This page will eventually show my planned reviews of episodes of Armchair Theatre, presented by ABC and later Thames Television, on the UK’s ITV network. This is not a comprehensive list of plays shown.
Armchair Theatre: A Bit of a Lift
Armchair Theatre: A Magnum for Schneider
Armchair Theatre: A Night Out
Armchair Theatre: According to the Rules
Armchair Theatre: After The Show
Armchair Theatre: Afternoon of a Nymph
A showcase for Janet Munro who is the young and naive aspiring actress who finds herself under the spell of sleazy but ambitious agent Ian Hendry. Against a backdrop of missed opportunities and stuttering careers, these two toy with each other under the machinations of Peter Butterworth (surprisingly good) and Aubrey Morris, with their ambitions thwarted in the world of chocolate commercials.
One of the best known plays in the series, this rips open the underbelly of showbusiness and charts the shattered dreams of the wide-eyed heroine. Off-screen, Munro and Hendry married and entered a self-destructive marriage that would eventually send both of them to alcoholic oblivion – a great pity for two actors who showed such early promise.
Armchair Theatre: Brown Skin Gal, Stay Home and Mind Bay-Bee
Billie Whitelaw is Ruth, a divorcée who needs to take in a lodger to keep herself afloat – Donal McCann is Roger, an electrician from Ireland who needs a berth. Although there are others in the cast, the bulk of this 50 minute play is a two-hander between them. We feel more in the silences and dream sequences than in any words or looks they share.
‘Brown Skin Gal …’ is successful because it presents these people as so real. Roger, shy and sensitive, just can’t get close to Ruth although he longs to – and she is much the same. There is a sense of hopelessness about the whole thing, but something quite pleasant too. Whitelaw and McCann play their parts to perfection without making their characters silly or cloying.
However, their co-stars don’t really make an impact; I only really noticed Ann Firbank because I had recently seen her in other dramas from the same decade.
Armchair Theatre: Call Me Daddy
Armchair Theatre: Can Amelia Quint Keep Writing …
Armchair Theatre: Compensation Alice
Armchair Theatre: Competition
Armchair Theatre: Danger Men Working
Armchair Theatre: Dead Silence
Armchair Theatre: Detective Waiting
Armchair Theatre: Don’t Utter a Note
Armchair Theatre: Dr Kabil
Armchair Theatre: Edward the Confessor
Ian Holm plays Edward Gobey, who confesses to murder, surveys housewives about the ‘intimate aspects of their marriages’, and occasionally watches television with his landlady, played by a disarmingly glamorous Beryl Reid.
◆ ◆ ◆ ◆ ◆ ◆ ◆
**Written instruction 1**
Which play titles on the Armchair Theatre page begin with the letter D?
**Written instruction 2**
Continue the Armchair Theatre page from the point where it stops.
◆ ◆ ◆ ◆ ◆ ◆ ◆
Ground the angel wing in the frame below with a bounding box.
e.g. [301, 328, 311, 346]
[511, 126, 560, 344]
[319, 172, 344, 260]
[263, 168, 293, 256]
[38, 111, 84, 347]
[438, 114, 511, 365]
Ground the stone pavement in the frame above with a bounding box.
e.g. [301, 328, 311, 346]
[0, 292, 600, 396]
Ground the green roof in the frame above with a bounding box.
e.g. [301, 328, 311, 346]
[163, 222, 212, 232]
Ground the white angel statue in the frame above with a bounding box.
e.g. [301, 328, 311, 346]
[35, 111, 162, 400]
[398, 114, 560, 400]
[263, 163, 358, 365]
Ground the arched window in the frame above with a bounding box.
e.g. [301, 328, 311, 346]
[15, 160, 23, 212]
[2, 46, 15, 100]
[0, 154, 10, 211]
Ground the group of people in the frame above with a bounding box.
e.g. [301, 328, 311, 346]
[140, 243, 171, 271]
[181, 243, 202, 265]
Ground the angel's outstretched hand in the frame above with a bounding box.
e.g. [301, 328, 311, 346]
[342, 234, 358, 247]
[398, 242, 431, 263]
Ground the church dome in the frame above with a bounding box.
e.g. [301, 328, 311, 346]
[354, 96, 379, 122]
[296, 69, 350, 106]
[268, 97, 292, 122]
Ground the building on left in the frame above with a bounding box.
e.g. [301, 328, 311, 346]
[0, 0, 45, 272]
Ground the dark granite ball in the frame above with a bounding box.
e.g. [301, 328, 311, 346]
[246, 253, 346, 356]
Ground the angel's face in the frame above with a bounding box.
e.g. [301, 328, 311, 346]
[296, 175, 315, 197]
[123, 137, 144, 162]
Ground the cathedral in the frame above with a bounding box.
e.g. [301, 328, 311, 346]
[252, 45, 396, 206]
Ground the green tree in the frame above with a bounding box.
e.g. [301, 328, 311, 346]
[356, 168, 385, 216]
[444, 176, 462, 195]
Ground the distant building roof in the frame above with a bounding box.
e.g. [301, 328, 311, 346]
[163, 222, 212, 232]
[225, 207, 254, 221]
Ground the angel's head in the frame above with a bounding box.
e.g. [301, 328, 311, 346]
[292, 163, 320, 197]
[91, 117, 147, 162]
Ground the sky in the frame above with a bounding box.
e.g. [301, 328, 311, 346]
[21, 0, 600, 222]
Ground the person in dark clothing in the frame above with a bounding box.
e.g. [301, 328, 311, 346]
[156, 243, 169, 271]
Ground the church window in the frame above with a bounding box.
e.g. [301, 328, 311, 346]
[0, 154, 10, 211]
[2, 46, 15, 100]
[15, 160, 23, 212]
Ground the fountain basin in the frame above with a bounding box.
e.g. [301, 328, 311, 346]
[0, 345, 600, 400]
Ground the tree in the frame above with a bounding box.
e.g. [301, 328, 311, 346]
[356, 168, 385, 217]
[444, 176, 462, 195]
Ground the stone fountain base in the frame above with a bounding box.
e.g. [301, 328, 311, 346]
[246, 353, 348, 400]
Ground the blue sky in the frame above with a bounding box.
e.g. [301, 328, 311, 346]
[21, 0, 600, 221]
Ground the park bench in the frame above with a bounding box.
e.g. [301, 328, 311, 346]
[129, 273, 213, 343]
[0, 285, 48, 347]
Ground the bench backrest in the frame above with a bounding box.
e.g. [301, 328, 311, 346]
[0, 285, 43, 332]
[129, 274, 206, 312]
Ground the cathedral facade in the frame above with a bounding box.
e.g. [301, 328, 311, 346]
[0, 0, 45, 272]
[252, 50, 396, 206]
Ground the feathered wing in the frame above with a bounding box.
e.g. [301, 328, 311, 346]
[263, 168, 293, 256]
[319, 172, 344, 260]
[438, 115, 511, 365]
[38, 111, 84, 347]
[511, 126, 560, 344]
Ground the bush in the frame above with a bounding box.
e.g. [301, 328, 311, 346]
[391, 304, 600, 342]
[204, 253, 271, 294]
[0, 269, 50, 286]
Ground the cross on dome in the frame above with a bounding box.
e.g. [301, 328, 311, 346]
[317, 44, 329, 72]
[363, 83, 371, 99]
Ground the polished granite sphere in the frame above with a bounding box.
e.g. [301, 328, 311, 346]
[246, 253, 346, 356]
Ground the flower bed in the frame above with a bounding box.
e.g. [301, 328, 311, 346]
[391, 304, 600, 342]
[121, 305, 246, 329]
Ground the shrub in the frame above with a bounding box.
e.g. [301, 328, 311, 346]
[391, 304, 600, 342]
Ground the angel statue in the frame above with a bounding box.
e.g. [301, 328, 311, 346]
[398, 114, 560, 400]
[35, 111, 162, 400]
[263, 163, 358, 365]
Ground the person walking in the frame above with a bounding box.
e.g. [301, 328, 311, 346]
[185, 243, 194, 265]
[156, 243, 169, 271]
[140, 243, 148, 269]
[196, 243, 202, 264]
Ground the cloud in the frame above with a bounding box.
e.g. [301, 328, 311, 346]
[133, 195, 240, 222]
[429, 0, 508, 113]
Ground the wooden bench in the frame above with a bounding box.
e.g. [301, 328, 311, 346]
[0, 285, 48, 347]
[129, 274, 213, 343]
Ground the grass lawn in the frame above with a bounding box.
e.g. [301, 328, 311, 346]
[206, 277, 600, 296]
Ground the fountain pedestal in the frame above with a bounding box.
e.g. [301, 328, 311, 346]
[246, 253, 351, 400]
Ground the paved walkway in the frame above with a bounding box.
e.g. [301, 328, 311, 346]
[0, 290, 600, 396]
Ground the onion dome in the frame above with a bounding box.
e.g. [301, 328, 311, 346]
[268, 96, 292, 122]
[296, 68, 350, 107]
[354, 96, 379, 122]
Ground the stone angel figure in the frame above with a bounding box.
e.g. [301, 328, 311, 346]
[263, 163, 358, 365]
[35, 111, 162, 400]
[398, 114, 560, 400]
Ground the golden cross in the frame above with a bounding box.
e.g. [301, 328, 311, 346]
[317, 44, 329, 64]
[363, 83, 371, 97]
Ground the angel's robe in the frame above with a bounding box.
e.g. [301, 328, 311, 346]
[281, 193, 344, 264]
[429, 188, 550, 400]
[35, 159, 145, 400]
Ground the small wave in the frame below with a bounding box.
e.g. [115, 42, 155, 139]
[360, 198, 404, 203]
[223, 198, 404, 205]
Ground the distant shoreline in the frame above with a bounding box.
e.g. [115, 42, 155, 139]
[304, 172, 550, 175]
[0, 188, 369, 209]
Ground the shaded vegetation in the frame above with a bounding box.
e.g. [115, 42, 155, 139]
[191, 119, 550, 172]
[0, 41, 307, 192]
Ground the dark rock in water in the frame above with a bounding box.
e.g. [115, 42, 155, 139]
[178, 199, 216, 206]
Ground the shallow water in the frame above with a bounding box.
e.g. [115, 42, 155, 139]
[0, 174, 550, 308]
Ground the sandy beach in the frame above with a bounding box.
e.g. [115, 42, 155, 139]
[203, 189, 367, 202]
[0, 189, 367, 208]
◆ ◆ ◆ ◆ ◆ ◆ ◆
**Final answer 1**
Danger Men Working
Dead Silence
Detective Waiting
Don’t Utter a Note
Dr Kabil

**Final answer 2**
Into their domestic set-up comes Gobey’s old schoolfriend, Gland (Alfred Burke) who strikes a spark with the landlady, to Gobey’s simmering resentment. He’s also a bully and a disruptive influence who disturbs Gobey’s already confused state.
Beautifully shot and acted, this television play engages our interest from the start, and Holm and Burke are excellent as men clearly on opposite sides of the moral spectrum.
The scene where Gobey reacts to Gland’s noctural wanderings is quite excellently done, and it is the point where the audience suddenly realises the meek can turn to psychosis, with even boiling a kettle being given an air of menace.
This black comedy keeps us guessing, and the sleek jazz soundtrack which bubbles along throughout gives this play an air of sleaze which is very appealing. It’s got a rather marvellous twist.
Armchair Theatre: High Summer
Armchair Theatre: Hot Summer Night
Armchair Theatre: I Can Destroy The Sun
Armchair Theatre: I Took My Little World Away
Armchair Theatre: Last Word on Julie
Armchair Theatre: Lena, O My Lena
Armchair Theatre: Light the Blue Touch Paper
Armchair Theatre: Living Image
Armchair Theatre: Long Past Glory
The only play by Len Deighton has echoes of Beckett’s ‘Waiting for Godot’, Pinter’s ‘The Caretaker’, and Sherriff’s ‘Journey’s End’, and was presented within the television strand of Armchair Theatre.
We don’t know why these two scruffy men are in the building, what their motivation is, and who the young man is who comes to join them. They talk about family, about the minutae of life, and show the same intolerance and prejudices we might recognise today. But there is a strange tension throughout.
I guessed the twist before the end, but it is powerful nonetheless, just as a similar shake into reality was at the end of ‘Blackadder Goes Forth’.
Beautifully played by Les Mesurier in particular, this play is small in plot and focus but written well and directed with clarity by Charles Jarrott, using largely close-ups to show claustrophobia.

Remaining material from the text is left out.